• SOURCE TEXT:
▶

Why We Chose A Church With Bad Music

I’m often asked to speak to worship leaders and their volunteers. I’ll sing or speak in a church’s services and then spend the afternoon – or at least lunch – with the musicians of the church.

I’m often asked what my church’s music is like. And the answer seems to surprise. It makes sense that a musician would go to a church with excellent music right?

Metal Chair

The music was so bad the first Sunday we visited the church we’re part of today, that the then worship leader stopped twice to start over. And that’s why we came back.

300 people up early, gathered in a cinderblock elementary school cafeteria, sitting on cold metal folding chairs. Not because they loved the music, but because of love.

For each other.

For God.

Now, there’s nothing wrong with great music. We’re told in scripture to make music with excellence. Once. We’re told this once. Only once. So it’s not the top priority for me as a church member, or a leader of the musicians at our church today.

And this informs everything we do.

◀

• EXERCISE DESCRIPTION: In the piece about choosing a church with bad music, how many times did the worship leader stop to start over on the first Sunday? You won't need the lines that come next.

Shape boundary entries:

▶

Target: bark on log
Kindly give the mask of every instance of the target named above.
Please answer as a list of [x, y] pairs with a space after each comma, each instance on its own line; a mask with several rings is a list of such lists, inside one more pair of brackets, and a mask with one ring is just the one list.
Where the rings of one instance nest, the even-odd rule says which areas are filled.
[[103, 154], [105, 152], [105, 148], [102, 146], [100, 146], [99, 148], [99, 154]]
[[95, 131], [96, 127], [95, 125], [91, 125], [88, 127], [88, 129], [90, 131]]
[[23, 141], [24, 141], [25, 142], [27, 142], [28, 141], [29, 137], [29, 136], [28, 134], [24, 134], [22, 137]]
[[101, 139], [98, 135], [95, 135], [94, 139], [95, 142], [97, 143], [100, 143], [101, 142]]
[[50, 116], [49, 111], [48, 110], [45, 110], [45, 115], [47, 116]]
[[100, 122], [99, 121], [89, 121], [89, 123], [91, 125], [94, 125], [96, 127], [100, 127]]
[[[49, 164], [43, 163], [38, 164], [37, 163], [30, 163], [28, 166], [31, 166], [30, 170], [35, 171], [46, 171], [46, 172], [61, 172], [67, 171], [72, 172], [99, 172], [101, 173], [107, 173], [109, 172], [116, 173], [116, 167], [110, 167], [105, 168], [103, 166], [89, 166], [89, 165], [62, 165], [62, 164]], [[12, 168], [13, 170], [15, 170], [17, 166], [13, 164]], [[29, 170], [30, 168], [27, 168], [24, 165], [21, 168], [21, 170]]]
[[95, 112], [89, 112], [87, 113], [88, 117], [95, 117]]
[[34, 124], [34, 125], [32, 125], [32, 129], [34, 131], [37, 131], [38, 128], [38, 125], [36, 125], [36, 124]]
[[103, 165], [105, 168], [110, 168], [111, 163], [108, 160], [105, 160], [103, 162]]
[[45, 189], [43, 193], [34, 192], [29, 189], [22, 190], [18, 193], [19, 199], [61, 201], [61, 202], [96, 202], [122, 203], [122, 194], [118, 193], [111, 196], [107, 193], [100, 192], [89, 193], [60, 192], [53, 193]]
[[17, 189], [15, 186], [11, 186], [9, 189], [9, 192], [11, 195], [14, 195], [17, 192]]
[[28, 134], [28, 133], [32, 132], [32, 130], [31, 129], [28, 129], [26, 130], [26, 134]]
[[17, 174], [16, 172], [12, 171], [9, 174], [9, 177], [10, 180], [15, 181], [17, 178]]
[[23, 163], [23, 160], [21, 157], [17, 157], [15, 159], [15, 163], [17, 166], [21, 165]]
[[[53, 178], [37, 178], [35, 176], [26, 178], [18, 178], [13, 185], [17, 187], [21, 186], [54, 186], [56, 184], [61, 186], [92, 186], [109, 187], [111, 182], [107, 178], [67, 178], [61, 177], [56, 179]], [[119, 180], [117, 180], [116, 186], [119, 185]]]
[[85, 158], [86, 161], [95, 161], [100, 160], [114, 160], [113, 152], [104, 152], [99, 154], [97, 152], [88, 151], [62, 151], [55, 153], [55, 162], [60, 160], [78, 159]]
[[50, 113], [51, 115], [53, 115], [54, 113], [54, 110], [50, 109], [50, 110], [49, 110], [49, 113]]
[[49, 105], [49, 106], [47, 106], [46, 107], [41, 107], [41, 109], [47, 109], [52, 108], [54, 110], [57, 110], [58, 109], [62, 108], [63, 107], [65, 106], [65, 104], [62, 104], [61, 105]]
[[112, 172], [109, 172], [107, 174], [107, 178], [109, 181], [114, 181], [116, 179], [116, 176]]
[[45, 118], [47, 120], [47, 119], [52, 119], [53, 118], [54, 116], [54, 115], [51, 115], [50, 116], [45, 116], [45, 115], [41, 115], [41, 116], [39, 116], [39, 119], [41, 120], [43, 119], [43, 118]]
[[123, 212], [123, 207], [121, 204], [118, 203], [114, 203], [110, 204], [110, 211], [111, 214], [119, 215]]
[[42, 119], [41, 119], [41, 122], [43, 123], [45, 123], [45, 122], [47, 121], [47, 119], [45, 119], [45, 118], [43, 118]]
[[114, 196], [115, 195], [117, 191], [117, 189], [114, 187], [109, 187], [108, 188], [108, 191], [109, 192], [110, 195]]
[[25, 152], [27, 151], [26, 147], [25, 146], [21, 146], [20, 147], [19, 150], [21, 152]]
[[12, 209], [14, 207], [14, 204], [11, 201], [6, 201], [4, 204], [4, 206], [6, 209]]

◀

• WRITTEN REPLY: Twice.